■ **WORK REQUIRED**
Write out the listing from its beginning through the line containing "positive clicks: (479, 51)", including that line, and leave the pictures out of your answer.

Collected data:
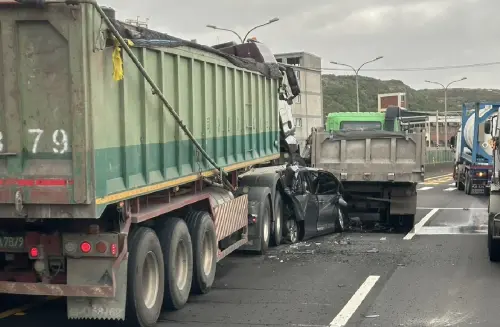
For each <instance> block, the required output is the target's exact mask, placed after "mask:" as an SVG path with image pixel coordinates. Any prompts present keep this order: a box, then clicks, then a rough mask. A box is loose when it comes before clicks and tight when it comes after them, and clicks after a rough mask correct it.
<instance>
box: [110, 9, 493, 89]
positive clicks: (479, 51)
mask: <svg viewBox="0 0 500 327" xmlns="http://www.w3.org/2000/svg"><path fill="white" fill-rule="evenodd" d="M101 3H102V4H106V5H110V6H112V7H114V8H115V9H116V10H117V15H118V18H119V19H121V20H123V19H126V18H136V17H137V16H140V20H144V19H146V18H148V19H149V27H150V28H152V29H155V30H159V31H162V32H166V33H169V34H172V35H174V36H178V37H182V38H186V39H197V40H198V42H199V43H204V44H209V45H213V44H216V43H218V42H220V43H222V42H225V41H230V40H234V41H237V39H235V36H233V35H232V34H231V33H228V32H223V31H213V30H210V29H208V28H206V27H205V26H206V25H207V24H213V25H217V26H220V27H225V28H230V29H233V30H236V31H238V32H239V33H240V34H242V36H243V35H244V34H245V33H246V31H247V30H248V29H249V28H251V27H253V26H255V25H257V24H260V23H262V22H265V21H268V20H269V19H271V18H273V17H279V18H280V20H279V21H278V22H277V23H274V24H272V25H269V26H266V27H263V28H261V29H258V30H256V31H255V32H254V33H252V34H251V35H252V36H256V37H257V38H258V39H259V41H261V42H264V43H266V44H267V45H268V46H269V47H270V48H271V50H272V51H273V52H274V53H280V52H295V51H306V52H311V53H313V54H315V55H318V56H320V57H321V58H322V59H323V68H325V67H326V68H333V67H334V66H333V65H331V64H329V62H330V61H332V60H333V61H338V62H342V63H346V64H350V65H353V66H358V65H360V64H362V63H363V62H365V61H367V60H370V59H372V58H375V57H377V56H384V58H383V59H381V60H379V61H377V62H376V63H373V64H370V65H367V66H365V67H366V68H406V67H429V66H444V65H462V64H472V63H482V62H493V61H500V51H499V50H500V20H499V19H498V13H499V12H500V1H499V0H443V1H440V0H430V1H420V0H343V1H340V0H333V1H332V0H309V1H305V0H182V1H180V0H143V1H137V0H101ZM337 68H340V67H338V66H337ZM334 73H336V74H347V72H334ZM360 74H362V75H366V76H371V77H375V78H380V79H401V80H403V81H404V82H405V83H406V84H409V85H410V86H412V87H414V88H428V87H433V85H429V84H426V83H424V82H423V81H424V80H435V81H439V82H441V83H444V84H446V83H447V82H449V81H452V80H455V79H460V78H462V77H464V76H465V77H467V80H466V81H463V82H460V83H457V84H456V86H457V87H459V86H460V87H481V88H500V66H490V67H475V68H467V69H452V70H442V71H422V72H367V71H365V72H363V71H361V73H360Z"/></svg>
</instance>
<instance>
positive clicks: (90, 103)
mask: <svg viewBox="0 0 500 327" xmlns="http://www.w3.org/2000/svg"><path fill="white" fill-rule="evenodd" d="M82 8H83V9H81V10H82V11H81V12H80V11H78V10H77V11H73V12H71V11H70V10H69V9H68V7H67V6H65V5H61V6H59V5H55V6H51V7H50V8H49V9H47V10H43V11H42V10H34V9H16V10H11V9H2V10H1V11H0V28H1V32H2V33H1V38H2V39H1V41H2V42H1V46H2V49H1V52H0V53H1V54H2V61H3V66H2V68H1V69H2V70H3V71H2V73H3V74H4V76H5V78H4V79H3V80H2V81H1V83H2V85H1V86H2V90H3V91H4V94H5V97H0V98H1V99H0V101H2V103H1V105H2V107H3V108H6V109H5V111H4V112H3V115H1V116H0V117H1V118H2V120H1V121H0V131H1V132H2V133H3V134H2V136H3V137H4V139H3V141H4V142H6V143H5V146H4V147H3V150H4V151H7V152H13V153H15V154H16V155H15V156H14V155H13V156H1V157H0V183H2V182H1V181H2V180H1V179H2V178H3V179H5V180H11V179H14V180H16V181H17V180H19V179H24V178H30V179H33V180H35V182H36V180H40V181H41V182H40V183H50V180H53V179H56V180H57V181H58V182H59V183H61V184H64V183H66V184H64V185H61V186H57V187H58V190H59V193H57V192H55V190H56V189H55V188H54V187H52V188H50V189H49V188H44V189H43V192H40V193H32V190H33V189H32V188H26V189H27V192H28V193H29V194H28V193H27V194H26V196H25V199H24V201H25V203H97V204H98V205H104V204H106V203H110V202H114V201H118V200H121V199H124V198H129V197H133V196H136V195H140V194H145V193H148V192H152V191H155V190H159V189H162V188H166V187H169V186H172V185H174V184H179V183H185V182H188V181H190V180H192V179H193V178H194V177H195V176H196V174H198V173H200V172H207V171H208V170H210V169H211V167H210V166H209V165H208V164H207V162H206V161H205V160H204V159H203V158H202V157H201V155H199V154H197V153H196V151H195V148H194V146H193V145H192V143H191V142H190V141H189V140H188V138H187V137H186V136H185V135H184V134H183V132H182V131H181V130H180V128H179V126H178V125H177V124H176V123H175V122H174V120H173V118H172V117H170V115H169V114H168V113H165V111H164V110H163V107H162V104H161V103H160V101H159V100H158V98H157V97H156V96H154V95H153V94H152V92H151V89H150V88H149V86H148V85H147V83H146V81H145V80H144V78H143V77H142V76H141V75H140V73H139V71H138V69H137V68H136V67H135V66H134V65H133V63H132V62H131V60H130V59H129V58H128V57H126V55H124V56H125V58H124V71H125V78H124V80H123V81H120V82H116V81H114V80H113V77H112V76H113V74H112V72H113V63H112V49H111V48H106V49H104V50H103V49H102V46H103V42H102V41H103V38H102V34H101V32H100V31H101V30H102V24H101V19H100V17H99V16H98V15H97V13H96V12H94V10H93V9H92V8H91V7H89V6H86V5H85V6H82ZM75 18H76V19H75ZM134 53H135V54H136V55H137V56H138V58H140V61H141V62H142V64H143V65H144V66H145V68H146V70H147V71H148V73H149V74H150V75H151V77H152V78H153V80H155V81H156V82H157V83H158V84H159V85H160V87H161V89H162V90H163V91H164V94H165V96H166V97H167V99H168V100H169V101H170V102H171V104H172V105H173V107H174V108H176V110H177V112H178V114H179V115H180V116H181V118H182V119H183V121H184V123H185V124H186V125H187V126H188V128H189V129H190V130H191V131H192V132H193V133H194V135H195V137H196V138H197V140H198V141H199V142H200V143H201V144H202V145H203V147H204V148H205V149H206V151H207V152H208V153H209V154H210V155H211V156H212V157H213V158H214V159H215V160H216V162H217V163H218V164H219V165H220V166H222V167H226V168H227V169H228V170H232V169H237V168H241V167H244V166H247V165H249V164H251V163H255V162H259V161H263V160H267V159H269V158H274V157H277V156H278V155H279V146H278V145H279V142H276V141H277V140H278V139H279V126H278V125H279V124H278V109H277V101H278V99H277V92H278V82H277V81H276V80H270V79H268V78H265V77H264V76H262V75H260V74H257V73H255V72H249V71H245V70H242V69H239V68H237V67H235V66H233V65H231V64H230V63H228V62H227V61H226V60H224V59H223V58H219V57H217V56H215V55H212V54H208V53H205V52H203V51H200V50H195V49H190V48H185V47H184V48H171V49H155V50H152V49H145V48H134ZM11 67H13V68H11ZM7 121H8V123H7ZM38 129H40V130H42V131H43V133H40V132H39V131H38ZM30 130H31V131H30ZM39 134H40V137H38V135H39ZM36 141H37V142H38V143H37V148H36V150H37V151H36V153H33V151H31V150H32V149H34V145H35V143H36ZM65 142H66V143H65ZM65 144H67V146H66V145H65ZM4 154H5V153H4ZM87 158H89V159H90V161H89V160H87ZM47 179H49V181H47ZM16 183H19V182H16ZM16 187H17V186H16ZM30 192H31V193H30ZM35 195H36V196H35ZM54 199H58V200H57V201H59V202H57V201H56V202H54ZM12 201H13V188H10V187H9V188H5V187H4V186H2V185H0V202H3V203H12Z"/></svg>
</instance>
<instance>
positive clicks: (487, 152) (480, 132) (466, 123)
mask: <svg viewBox="0 0 500 327" xmlns="http://www.w3.org/2000/svg"><path fill="white" fill-rule="evenodd" d="M494 114H496V111H495V106H494V105H492V104H489V103H475V104H464V105H463V106H462V124H461V127H460V129H459V131H458V133H457V135H456V136H455V137H454V138H452V139H451V140H452V143H451V144H450V145H451V146H452V147H453V148H455V165H454V169H453V178H454V180H455V186H456V187H457V188H458V190H461V191H465V194H488V193H489V188H490V185H489V184H490V178H491V174H492V171H493V147H492V137H491V134H490V131H486V130H485V124H484V123H485V122H486V121H488V120H490V119H491V117H492V115H494Z"/></svg>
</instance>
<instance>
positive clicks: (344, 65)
mask: <svg viewBox="0 0 500 327" xmlns="http://www.w3.org/2000/svg"><path fill="white" fill-rule="evenodd" d="M382 58H384V56H379V57H377V58H375V59H372V60H369V61H367V62H365V63H363V64H362V65H361V66H359V68H358V69H356V68H354V67H353V66H351V65H347V64H342V63H340V62H337V61H330V63H331V64H334V65H339V66H345V67H349V68H351V69H352V70H353V72H354V75H355V78H356V106H357V112H359V81H358V76H359V71H360V70H361V68H363V66H364V65H366V64H369V63H372V62H374V61H377V60H380V59H382Z"/></svg>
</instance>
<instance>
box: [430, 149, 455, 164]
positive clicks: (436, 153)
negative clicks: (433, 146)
mask: <svg viewBox="0 0 500 327" xmlns="http://www.w3.org/2000/svg"><path fill="white" fill-rule="evenodd" d="M454 157H455V153H454V152H453V151H452V150H451V149H445V148H442V147H439V148H438V147H430V148H427V151H426V160H425V164H426V165H433V164H440V163H448V162H449V163H452V162H453V160H454Z"/></svg>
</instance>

■ **RESULT OF THIS TASK**
For each <instance> block, the required output is the target's exact mask, placed after "mask:" as an SVG path with image pixel coordinates. Any prompts present keep this order: a box, then clicks, then a rough mask. A box is loose when it comes before clicks and tight when it comes after them, and clicks after a rough mask correct it.
<instance>
box: [110, 9, 493, 89]
positive clicks: (479, 51)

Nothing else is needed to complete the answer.